▶ [EXCERPTED TEXT]
The U.S. Supreme Court ruling on same-sex marriage Friday not only supported civil rights, but our legal system as a whole.
SAN DIEGO , June 26, 2015 –The U.S. Supreme Court ruled interracial marriage was legal in 1967. Friday, it took the next important step, one decades overdue. In a 5-4 ruling, the court determined that all Americans have the legal right to marry, no matter their gender or sexual orientation.
It is a major victory in a long fight that has been working its way through lower courts since 2004, when Massachusetts became the first state permitting same-sex marriage. Prior to Friday’s ruling, 37 states and the District of Columbia recognized same-sex marriage. Thirteen states had stubbornly held out despite a groundswell of public support reaching record levels in every poll.
It will still take some time before every state shakes out the legal cobwebs and puts processes in place, and it will still take time for lawsuits to work their way through the civil court, likely to do with the right to avoid performing same-sex ceremonies or doing business with same-sex couples. After all, it took until November 2000 for Alabama to become the final state to formally remove the interracial marriage ban, 33 years after the Supreme Court declared these laws unconstitutional.
Same-sex couples and their attorneys (like me) continued to deal with a crazy quilt of laws from state to state, wreaking havoc on families, keeping lawyers awake at night trying to figure out how to navigate common family law issues regarding marriage, divorce, child custody, support, medical decision-making, estate planning and taxation.
No matter your position, from a legal process point-of-view, the mish- mash of state laws created chaos and clogged up our courts at a great cost of time and money.

▶ [SUPPLIED RECORDS]
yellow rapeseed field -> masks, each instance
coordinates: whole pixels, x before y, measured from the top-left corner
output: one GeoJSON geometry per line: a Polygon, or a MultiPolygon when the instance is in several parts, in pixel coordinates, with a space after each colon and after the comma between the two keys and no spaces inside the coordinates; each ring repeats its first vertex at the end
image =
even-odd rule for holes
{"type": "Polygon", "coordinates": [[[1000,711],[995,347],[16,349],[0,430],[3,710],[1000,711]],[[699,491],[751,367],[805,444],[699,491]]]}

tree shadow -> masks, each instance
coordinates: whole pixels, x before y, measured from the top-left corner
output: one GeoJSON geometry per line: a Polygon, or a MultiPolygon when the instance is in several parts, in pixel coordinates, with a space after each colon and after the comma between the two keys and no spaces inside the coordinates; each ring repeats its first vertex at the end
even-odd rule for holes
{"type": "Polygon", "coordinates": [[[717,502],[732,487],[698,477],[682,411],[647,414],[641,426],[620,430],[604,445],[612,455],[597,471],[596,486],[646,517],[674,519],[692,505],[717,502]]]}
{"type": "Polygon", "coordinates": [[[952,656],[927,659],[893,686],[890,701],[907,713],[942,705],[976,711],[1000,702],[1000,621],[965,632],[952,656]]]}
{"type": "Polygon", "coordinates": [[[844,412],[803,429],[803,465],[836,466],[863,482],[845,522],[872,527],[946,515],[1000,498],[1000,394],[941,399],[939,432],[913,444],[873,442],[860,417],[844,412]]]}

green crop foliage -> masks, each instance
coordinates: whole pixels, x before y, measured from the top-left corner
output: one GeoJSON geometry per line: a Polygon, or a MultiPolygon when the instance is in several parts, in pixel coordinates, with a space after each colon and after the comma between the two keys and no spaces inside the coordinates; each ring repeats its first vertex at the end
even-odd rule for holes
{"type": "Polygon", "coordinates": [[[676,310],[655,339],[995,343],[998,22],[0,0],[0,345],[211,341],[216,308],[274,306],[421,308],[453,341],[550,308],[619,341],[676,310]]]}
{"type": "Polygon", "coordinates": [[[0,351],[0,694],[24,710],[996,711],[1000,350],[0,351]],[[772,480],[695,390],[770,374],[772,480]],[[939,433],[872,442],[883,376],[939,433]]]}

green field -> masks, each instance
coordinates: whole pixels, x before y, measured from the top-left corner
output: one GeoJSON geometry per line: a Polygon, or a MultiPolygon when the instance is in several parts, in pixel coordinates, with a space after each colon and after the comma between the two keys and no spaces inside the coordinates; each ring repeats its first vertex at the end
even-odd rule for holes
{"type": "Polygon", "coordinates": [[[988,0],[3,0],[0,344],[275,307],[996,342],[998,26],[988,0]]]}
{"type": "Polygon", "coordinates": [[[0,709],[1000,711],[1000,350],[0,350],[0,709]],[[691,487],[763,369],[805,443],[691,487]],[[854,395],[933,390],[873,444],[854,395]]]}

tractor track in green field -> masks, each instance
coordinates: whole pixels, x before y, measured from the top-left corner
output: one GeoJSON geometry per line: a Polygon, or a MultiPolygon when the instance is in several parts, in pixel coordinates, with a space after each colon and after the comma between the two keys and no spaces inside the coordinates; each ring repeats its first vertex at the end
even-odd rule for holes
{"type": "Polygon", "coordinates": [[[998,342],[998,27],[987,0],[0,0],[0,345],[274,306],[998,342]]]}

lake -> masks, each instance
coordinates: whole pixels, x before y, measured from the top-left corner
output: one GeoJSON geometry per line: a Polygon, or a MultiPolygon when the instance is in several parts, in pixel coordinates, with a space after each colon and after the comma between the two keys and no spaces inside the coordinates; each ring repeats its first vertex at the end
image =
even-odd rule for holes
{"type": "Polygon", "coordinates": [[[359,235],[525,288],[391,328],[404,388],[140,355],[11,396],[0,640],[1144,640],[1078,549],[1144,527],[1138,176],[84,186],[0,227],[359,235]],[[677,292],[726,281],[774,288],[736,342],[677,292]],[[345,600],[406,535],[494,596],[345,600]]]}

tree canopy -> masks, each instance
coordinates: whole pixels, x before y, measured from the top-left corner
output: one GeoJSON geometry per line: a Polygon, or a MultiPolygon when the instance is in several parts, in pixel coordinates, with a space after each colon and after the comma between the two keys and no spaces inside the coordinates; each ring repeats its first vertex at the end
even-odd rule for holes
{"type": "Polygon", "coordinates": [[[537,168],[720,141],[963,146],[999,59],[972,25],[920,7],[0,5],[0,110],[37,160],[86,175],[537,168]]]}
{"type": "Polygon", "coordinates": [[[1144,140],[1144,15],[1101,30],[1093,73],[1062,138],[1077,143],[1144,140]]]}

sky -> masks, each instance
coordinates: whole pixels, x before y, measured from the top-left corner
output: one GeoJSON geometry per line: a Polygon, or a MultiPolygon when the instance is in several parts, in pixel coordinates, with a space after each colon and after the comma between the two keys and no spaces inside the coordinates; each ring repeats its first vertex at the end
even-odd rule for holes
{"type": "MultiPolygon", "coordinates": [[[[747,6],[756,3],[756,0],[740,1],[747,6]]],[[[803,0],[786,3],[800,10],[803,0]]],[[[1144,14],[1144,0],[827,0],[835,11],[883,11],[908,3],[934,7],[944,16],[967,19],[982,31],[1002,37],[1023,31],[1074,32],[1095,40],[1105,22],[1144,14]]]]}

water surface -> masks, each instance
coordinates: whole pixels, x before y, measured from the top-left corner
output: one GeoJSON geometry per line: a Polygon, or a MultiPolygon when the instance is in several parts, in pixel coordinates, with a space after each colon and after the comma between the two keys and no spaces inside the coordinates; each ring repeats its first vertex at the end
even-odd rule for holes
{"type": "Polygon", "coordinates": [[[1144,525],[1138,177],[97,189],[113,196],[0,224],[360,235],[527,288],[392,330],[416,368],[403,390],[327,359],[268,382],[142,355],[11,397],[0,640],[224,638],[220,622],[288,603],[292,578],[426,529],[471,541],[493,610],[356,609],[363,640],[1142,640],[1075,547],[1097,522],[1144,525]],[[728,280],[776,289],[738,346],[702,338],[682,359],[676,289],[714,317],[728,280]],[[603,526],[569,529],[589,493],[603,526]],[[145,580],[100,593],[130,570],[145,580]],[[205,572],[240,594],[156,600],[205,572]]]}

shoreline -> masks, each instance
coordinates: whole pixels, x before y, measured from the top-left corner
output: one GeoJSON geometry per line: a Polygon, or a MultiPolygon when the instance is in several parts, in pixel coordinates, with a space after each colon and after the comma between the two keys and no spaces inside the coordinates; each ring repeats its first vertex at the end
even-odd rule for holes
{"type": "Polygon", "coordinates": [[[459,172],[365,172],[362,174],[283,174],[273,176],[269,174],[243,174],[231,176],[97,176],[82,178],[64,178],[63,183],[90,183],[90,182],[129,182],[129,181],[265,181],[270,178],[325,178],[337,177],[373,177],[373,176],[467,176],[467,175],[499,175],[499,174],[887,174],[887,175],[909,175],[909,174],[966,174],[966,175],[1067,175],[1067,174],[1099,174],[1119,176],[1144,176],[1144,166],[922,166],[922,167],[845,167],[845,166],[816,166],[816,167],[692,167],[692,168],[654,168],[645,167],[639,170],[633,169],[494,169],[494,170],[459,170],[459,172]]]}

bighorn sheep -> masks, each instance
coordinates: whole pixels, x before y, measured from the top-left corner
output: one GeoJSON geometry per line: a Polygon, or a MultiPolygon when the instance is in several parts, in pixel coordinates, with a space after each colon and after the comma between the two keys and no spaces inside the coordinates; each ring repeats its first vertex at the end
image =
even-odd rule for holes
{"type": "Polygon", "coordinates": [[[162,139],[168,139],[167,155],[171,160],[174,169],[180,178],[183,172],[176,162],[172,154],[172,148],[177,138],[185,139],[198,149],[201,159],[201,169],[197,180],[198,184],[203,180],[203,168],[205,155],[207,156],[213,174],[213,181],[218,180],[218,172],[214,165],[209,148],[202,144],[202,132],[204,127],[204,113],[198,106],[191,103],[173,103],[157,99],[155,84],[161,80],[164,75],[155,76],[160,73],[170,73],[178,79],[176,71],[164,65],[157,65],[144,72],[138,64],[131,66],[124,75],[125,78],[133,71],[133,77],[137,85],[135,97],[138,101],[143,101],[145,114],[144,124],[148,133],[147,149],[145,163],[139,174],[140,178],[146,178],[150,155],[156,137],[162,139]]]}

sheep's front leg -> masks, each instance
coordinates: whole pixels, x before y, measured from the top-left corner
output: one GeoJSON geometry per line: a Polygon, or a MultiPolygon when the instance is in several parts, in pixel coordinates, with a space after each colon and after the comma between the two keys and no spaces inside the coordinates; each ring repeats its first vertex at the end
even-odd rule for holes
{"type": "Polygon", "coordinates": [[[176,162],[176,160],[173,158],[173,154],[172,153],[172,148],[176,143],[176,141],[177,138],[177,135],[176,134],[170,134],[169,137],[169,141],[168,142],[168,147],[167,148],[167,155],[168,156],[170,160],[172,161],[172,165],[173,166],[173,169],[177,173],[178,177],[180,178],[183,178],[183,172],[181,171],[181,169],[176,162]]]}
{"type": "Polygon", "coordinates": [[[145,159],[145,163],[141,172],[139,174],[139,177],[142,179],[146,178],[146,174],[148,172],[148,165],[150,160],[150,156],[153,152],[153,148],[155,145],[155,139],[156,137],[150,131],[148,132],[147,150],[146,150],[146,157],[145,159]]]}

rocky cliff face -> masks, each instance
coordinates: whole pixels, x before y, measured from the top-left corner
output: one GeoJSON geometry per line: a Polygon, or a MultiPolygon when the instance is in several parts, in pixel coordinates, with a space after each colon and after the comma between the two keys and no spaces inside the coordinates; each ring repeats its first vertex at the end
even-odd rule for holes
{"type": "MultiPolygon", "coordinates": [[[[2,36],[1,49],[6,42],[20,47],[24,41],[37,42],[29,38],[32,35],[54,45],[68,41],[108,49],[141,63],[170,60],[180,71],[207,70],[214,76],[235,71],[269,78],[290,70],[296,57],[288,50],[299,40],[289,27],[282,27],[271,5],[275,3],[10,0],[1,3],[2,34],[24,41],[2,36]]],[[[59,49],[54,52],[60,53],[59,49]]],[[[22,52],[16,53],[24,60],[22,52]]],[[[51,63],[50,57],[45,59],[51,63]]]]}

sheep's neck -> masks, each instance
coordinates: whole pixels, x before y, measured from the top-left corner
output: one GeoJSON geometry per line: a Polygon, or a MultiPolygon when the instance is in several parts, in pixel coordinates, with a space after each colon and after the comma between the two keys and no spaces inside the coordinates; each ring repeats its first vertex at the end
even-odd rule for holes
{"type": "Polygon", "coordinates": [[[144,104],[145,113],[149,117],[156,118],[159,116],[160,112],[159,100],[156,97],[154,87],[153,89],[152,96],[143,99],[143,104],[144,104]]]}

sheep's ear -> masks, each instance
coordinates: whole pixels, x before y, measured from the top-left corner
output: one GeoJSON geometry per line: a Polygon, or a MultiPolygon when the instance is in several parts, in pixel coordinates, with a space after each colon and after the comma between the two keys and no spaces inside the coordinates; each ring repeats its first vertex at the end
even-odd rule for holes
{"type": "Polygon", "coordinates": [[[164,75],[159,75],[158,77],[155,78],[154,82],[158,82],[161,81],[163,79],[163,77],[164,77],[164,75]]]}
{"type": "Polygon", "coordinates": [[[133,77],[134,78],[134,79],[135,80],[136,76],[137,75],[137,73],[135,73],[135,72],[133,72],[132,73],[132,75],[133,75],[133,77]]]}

▶ [EXERCISE SET]
(a) In the commentary on the same-sex marriage ruling, restate the passage from "No matter your" up to and including "time and money.", changing "chaos" to "confusion".
(b) Pick up the commentary on the same-sex marriage ruling after its final sentence and write what comes next.

▶ [RESULTS OF THE TASKS]
(a)
No matter your position, from a legal process point-of-view, the mish- mash of state laws created confusion and clogged up our courts at a great cost of time and money.

(b)
Those who would argue that civil unions can guarantee all the same rights afforded by marriage to same-sex couples are incorrect. If nothing else, having to go to an attorney to put into place the many protections the law gives to married couples is time-consuming and expensive.
Government treats with marriage as a civil issue, and the U.S. Supreme Court ruling made this abundantly clear. The government does not and should not interfere with the spiritual sanctification or blessing of marriage. Despite today’s ruling (and speaking as a person who deeply honors individual religious beliefs), this should never change, and it doesn’t need to. The law need not breach your individual personal beliefs over the way you wish to live, so long as it does not violate the civil rights of anyone else.
We can separate both legally and morally the religious or spiritual definition of matrimony, and the legal definition of a marriage under this country’s civil laws, and we are. The SCOTUS ruling is the first and more important, but not the final step in making the law uniform, applicable to all in all 50 states.
It won’t happen overnight, but let’s hope it doesn’t take 33 years to put all the details in place as with the laws governing interracial marriages. Courts won’t be clogged and families will be healthier and happier because fairness will exist.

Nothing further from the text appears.